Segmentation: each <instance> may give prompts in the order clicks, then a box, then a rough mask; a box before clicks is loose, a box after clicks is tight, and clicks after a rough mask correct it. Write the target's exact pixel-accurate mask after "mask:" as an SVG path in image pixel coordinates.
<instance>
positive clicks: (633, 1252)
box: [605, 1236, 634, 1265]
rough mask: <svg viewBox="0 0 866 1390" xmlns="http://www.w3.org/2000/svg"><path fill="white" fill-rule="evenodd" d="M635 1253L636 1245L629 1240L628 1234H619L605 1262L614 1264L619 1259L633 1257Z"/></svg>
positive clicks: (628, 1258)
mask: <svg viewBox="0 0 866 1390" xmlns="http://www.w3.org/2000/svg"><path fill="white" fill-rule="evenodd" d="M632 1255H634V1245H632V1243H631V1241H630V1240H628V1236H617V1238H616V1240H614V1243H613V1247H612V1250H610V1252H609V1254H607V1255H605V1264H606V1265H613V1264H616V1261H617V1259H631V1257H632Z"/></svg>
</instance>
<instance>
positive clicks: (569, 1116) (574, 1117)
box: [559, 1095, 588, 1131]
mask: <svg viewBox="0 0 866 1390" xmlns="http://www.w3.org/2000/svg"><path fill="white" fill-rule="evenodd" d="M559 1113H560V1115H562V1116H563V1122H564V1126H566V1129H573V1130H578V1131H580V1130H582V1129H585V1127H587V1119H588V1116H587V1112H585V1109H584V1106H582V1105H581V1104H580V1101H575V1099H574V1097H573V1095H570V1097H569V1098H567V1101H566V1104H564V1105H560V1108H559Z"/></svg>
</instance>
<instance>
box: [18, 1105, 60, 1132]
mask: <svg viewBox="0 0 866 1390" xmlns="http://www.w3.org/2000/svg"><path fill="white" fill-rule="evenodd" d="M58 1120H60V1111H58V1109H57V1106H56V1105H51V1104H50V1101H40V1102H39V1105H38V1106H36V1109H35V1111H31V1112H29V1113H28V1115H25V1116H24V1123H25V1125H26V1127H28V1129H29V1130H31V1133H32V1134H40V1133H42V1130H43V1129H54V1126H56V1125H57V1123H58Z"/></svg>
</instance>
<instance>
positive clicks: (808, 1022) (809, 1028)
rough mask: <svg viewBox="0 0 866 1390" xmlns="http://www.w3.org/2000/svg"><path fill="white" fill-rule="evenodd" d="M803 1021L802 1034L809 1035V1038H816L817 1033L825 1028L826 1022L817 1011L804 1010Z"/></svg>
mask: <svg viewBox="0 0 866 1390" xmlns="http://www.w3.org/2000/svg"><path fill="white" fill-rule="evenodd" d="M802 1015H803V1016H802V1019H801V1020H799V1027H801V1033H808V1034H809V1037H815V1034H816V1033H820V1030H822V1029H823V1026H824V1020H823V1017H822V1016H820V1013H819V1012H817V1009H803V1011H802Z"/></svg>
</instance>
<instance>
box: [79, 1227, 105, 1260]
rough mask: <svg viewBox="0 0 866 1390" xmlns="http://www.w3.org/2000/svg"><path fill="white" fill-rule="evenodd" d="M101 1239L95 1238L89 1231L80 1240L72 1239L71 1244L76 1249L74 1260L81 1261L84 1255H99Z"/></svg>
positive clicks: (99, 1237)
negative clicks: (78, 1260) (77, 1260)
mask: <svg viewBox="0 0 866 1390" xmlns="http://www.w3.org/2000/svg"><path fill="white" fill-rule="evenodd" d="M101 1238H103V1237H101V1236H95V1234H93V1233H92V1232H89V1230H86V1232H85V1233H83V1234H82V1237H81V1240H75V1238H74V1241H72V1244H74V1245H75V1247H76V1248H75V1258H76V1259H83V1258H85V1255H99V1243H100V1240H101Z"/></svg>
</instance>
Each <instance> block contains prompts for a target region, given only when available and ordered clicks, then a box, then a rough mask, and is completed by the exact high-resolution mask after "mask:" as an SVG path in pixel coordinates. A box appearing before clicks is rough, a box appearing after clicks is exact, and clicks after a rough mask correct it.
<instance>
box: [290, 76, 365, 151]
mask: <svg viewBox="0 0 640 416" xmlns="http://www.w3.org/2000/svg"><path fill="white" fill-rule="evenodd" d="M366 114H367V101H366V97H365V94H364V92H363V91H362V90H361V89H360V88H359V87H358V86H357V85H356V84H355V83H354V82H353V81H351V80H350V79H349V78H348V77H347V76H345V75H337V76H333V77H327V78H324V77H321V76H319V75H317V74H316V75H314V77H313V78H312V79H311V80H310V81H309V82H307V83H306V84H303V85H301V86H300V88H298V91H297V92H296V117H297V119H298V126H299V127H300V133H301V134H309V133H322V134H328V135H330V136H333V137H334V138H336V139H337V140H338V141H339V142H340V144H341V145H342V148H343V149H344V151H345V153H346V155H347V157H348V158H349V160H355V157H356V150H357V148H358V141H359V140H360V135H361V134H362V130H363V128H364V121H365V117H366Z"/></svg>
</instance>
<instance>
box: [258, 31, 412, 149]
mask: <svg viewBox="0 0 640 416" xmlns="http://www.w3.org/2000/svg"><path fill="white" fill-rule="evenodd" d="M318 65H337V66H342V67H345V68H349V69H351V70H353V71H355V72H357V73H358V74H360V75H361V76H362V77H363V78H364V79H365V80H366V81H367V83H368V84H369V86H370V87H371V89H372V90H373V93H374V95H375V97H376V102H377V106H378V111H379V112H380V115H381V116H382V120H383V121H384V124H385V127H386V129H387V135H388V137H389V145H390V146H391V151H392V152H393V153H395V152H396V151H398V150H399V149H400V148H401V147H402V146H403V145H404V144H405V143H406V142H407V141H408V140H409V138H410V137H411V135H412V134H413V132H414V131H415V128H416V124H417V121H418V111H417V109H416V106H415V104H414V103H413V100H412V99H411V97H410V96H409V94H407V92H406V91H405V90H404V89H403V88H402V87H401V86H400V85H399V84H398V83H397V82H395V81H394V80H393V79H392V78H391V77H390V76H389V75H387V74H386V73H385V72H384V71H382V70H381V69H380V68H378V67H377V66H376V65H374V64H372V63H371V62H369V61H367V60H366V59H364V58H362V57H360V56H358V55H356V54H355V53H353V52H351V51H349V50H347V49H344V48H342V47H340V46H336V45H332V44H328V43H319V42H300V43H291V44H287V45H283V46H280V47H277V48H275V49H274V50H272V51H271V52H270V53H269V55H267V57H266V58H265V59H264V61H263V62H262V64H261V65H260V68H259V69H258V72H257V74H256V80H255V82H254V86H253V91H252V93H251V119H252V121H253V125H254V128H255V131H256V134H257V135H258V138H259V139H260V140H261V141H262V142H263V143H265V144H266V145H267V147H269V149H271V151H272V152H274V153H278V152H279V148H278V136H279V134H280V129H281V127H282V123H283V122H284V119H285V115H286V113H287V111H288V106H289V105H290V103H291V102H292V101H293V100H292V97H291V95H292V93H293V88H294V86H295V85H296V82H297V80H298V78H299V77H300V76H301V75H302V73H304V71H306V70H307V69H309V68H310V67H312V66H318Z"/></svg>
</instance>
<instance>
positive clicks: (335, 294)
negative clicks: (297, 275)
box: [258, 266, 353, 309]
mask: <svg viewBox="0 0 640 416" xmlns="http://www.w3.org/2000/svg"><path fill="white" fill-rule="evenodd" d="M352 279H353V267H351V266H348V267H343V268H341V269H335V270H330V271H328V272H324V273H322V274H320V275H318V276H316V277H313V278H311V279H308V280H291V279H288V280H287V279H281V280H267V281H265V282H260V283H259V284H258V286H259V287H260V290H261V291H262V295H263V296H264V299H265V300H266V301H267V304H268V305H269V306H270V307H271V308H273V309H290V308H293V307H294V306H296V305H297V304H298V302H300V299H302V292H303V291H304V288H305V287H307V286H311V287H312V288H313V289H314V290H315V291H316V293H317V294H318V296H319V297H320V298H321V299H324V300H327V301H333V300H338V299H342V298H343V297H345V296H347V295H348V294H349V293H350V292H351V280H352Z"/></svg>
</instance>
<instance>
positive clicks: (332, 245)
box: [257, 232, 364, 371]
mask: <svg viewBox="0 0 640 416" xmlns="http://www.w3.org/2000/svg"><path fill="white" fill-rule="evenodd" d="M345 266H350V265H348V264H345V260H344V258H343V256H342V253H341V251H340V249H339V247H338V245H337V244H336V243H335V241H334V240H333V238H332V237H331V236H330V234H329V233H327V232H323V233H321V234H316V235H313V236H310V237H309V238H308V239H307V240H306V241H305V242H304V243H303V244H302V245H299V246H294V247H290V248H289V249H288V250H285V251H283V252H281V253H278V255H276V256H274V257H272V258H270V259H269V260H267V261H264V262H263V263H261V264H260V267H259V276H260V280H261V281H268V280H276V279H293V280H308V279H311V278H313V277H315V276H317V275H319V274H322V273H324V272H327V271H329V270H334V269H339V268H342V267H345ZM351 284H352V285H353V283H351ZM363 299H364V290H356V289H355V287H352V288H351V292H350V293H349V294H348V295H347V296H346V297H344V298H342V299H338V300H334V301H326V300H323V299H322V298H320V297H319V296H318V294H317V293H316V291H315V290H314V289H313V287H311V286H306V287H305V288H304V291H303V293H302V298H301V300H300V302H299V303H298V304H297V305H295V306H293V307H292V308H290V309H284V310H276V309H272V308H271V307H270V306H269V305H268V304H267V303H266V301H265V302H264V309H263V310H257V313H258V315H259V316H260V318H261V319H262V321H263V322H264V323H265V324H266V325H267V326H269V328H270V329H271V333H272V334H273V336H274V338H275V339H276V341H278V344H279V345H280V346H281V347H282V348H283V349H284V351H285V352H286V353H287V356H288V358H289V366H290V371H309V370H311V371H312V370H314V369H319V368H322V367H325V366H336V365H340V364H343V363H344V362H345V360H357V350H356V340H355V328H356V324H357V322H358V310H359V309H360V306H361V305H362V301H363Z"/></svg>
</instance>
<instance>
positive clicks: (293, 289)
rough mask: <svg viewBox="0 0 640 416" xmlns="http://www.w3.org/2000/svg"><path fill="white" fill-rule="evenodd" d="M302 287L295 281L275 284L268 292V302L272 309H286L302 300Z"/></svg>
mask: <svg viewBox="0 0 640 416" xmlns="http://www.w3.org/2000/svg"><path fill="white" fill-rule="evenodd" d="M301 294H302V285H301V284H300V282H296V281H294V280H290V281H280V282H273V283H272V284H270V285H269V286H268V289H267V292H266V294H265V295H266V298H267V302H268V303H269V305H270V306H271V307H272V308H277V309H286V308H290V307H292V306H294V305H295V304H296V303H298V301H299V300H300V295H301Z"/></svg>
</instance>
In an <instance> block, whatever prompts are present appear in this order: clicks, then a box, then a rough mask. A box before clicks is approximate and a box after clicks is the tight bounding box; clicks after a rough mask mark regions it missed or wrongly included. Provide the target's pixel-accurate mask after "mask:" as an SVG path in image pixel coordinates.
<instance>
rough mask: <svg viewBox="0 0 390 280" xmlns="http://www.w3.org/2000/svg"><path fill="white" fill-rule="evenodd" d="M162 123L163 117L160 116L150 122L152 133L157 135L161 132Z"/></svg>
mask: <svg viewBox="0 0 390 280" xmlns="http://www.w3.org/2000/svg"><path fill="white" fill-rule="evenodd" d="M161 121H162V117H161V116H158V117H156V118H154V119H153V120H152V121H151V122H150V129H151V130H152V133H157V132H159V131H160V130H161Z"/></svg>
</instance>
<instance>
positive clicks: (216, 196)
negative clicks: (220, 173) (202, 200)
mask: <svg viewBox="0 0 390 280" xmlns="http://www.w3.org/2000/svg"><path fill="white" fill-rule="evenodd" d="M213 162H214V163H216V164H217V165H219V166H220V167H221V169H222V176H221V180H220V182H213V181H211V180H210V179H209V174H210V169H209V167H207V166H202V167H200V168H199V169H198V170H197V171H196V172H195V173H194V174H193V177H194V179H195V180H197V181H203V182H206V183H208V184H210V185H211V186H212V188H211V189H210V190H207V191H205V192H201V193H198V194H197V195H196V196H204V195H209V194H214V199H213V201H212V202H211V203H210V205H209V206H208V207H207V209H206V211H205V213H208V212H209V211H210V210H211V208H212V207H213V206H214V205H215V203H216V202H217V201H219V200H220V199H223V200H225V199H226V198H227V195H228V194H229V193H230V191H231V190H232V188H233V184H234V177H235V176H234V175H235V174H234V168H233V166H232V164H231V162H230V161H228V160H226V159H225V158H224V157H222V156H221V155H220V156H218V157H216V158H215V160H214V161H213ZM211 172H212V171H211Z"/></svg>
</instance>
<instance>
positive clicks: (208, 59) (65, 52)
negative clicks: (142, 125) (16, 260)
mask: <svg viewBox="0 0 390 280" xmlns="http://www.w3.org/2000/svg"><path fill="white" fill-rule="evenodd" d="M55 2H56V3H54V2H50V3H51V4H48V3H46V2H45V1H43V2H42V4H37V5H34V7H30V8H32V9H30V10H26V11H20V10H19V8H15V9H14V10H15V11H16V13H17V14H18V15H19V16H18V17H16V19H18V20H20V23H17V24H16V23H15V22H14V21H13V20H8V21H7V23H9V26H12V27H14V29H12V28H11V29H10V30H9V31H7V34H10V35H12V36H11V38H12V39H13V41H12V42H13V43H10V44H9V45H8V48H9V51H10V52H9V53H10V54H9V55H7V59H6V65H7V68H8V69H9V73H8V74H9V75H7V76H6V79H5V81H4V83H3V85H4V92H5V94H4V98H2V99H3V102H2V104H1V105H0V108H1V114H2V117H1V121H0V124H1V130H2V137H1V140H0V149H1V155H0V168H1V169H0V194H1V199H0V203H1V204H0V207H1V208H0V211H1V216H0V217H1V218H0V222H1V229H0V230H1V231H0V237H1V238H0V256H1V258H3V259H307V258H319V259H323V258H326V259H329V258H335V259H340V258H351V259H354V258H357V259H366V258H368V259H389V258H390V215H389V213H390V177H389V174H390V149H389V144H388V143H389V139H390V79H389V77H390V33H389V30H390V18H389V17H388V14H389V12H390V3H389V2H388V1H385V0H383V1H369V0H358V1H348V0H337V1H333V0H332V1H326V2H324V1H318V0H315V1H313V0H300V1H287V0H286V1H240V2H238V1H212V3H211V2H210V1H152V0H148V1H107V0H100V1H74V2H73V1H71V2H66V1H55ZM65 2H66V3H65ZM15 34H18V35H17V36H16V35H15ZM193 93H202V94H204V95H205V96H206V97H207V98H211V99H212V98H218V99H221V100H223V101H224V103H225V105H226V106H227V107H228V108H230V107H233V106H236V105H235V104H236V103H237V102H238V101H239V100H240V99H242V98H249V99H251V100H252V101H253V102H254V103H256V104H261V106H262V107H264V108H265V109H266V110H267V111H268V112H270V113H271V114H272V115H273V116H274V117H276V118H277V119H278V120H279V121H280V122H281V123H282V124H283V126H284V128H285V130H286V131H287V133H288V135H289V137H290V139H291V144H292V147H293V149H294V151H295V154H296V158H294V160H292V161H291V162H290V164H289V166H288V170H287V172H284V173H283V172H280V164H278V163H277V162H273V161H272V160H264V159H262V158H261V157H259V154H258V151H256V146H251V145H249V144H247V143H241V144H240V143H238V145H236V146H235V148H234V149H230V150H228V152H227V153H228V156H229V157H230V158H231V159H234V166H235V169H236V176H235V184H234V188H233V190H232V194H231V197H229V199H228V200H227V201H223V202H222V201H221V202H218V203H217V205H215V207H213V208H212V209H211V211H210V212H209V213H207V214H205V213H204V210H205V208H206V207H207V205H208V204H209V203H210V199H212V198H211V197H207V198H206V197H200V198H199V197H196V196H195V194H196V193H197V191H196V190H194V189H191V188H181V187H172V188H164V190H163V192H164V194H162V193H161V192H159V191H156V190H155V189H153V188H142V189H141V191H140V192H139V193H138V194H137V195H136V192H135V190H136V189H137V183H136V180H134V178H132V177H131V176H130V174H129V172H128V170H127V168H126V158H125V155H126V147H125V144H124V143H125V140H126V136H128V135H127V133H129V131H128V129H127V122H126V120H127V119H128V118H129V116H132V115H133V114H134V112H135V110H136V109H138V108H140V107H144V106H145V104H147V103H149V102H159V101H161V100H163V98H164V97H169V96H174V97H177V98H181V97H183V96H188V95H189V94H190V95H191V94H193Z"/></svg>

-----

What is being asked —
Find every line in the records that contains the string "negative" and copy each one in full. Case counts.

Result for this task —
negative clicks: (78, 1260) (77, 1260)
negative clicks: (297, 275)
negative clicks: (220, 173) (202, 200)
negative clicks: (142, 125) (16, 260)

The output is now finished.